== Records to use

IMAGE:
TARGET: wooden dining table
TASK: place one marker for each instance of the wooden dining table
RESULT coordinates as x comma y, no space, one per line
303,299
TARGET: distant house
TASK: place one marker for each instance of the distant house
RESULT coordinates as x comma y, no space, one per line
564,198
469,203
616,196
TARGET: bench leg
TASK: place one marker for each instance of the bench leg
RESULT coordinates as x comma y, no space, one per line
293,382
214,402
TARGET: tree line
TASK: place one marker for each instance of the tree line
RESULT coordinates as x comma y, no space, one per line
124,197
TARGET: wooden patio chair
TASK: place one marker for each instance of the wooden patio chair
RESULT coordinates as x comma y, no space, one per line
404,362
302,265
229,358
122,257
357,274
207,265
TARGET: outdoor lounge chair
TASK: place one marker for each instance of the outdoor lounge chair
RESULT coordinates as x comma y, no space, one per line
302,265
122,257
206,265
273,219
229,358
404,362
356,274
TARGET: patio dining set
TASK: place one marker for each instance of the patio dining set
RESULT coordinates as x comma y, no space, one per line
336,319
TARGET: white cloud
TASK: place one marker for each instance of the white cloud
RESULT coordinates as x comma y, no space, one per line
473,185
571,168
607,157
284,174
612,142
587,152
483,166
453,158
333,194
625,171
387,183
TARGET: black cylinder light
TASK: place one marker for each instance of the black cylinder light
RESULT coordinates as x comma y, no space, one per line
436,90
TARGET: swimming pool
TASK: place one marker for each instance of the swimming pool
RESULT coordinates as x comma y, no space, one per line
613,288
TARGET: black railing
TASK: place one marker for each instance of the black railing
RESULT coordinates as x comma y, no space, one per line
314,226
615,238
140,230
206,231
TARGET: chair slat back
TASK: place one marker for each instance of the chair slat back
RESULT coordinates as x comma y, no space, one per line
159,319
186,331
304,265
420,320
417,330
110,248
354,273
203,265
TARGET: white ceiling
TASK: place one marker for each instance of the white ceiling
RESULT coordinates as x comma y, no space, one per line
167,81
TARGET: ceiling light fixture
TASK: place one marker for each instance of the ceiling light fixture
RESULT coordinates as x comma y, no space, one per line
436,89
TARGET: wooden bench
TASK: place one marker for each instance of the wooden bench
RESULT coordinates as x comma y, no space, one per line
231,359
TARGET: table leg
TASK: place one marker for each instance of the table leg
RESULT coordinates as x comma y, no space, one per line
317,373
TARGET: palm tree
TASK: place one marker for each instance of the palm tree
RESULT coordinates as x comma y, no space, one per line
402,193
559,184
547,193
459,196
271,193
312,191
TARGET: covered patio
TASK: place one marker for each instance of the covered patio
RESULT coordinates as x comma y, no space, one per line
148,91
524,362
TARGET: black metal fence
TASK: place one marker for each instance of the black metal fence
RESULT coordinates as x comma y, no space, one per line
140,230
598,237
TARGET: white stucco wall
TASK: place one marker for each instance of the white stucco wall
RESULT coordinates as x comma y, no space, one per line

====

### [What needs to be done]
Copy every one of the records above line for line, without changing a single character.

### [Output below]
IMAGE:
TARGET: wooden dining table
TASK: place one marker for each instance of the wooden dining table
RESULT coordinates as x comma y, no space, one per line
303,299
TARGET: distant house
TASK: place one marker for each instance of the distant house
RESULT coordinates as x comma y, no space, one per line
564,198
469,203
616,196
TARGET: bench leg
TASK: place one marker for each instance of the bench leg
RESULT coordinates as x comma y, no space, one per line
293,382
214,402
TARGET: tree line
TASK: place one marker for each instance of the tree line
RESULT coordinates as x comma y, no space, one per line
124,197
TARGET: wooden patio chair
TASK: place one marker for each instance of the wooden patio chair
RESULT coordinates as x comma y, no space, one per line
404,362
302,265
229,358
122,257
357,274
207,265
TARGET: outdoor lounge chair
TASK: place one marker for each instance of the outdoor lounge chair
RESULT coordinates as x comma y, no space, one per line
302,265
122,257
206,265
273,219
229,358
404,362
356,274
TARGET: patio dining set
TASK: place one marker for each instance of the patio dining set
RESULT coordinates as x comma y, no space, one per line
336,319
TARGET: white cloud
TASK: place one marker for each instance of the white cloud
RESULT coordinates as x comma y, no space, one per line
473,185
571,168
607,157
284,174
612,142
587,152
483,166
453,158
333,194
625,171
387,183
TARGET: black cylinder light
TASK: place one marker for each instance of the black cylinder light
RESULT coordinates as x comma y, no space, one per line
436,90
TARGET: swimming pool
TASK: place one marker for each instance of the swimming pool
RESULT coordinates as x comma y, no space, one per line
613,288
TARGET: black railing
TASK: place one marker for each instance of the black railing
RESULT coordinates as x comma y, no space, one per line
314,226
615,238
140,230
206,231
TARGET: chair slat back
TASK: place one marker for each instance of the chair slat back
RESULT coordinates as x comma y, no space, one per line
159,319
186,331
304,265
420,320
417,330
110,248
354,273
203,265
TARGET: white ceiling
TASK: place one marker for each instance of the white ceiling
RESULT coordinates as x comma y, no space, one per line
167,81
TARGET: ceiling light fixture
TASK: place one marker for each instance of the ceiling light fixture
RESULT coordinates as x comma y, no space, one per line
436,89
TARGET: wooden bench
TASK: place one marker for each instance of the wooden bench
RESULT coordinates as x comma y, no space, one per line
231,359
TARGET: table leg
TASK: place one marker for each instance of the table leg
RESULT coordinates as x comma y, no space, one per line
317,373
TARGET: palm tree
TASK: place one marker for each instance of the palm tree
RESULT coordinates as x comma y, no space, one per line
402,193
559,184
547,193
459,196
271,193
312,191
TARGET: covered patio
TASK: place one marker for each instance of the covered patio
RESULT coordinates as x comma y, no space, one per line
148,91
524,362
TARGET: black metal fence
TASK: place one marker for each instance of the black metal fence
RESULT coordinates as x comma y, no space, one per line
140,230
598,237
TARGET: white stucco wall
TASK: place one marker for each instance of the white stucco wall
RESULT coordinates as x comma y, no space, one per line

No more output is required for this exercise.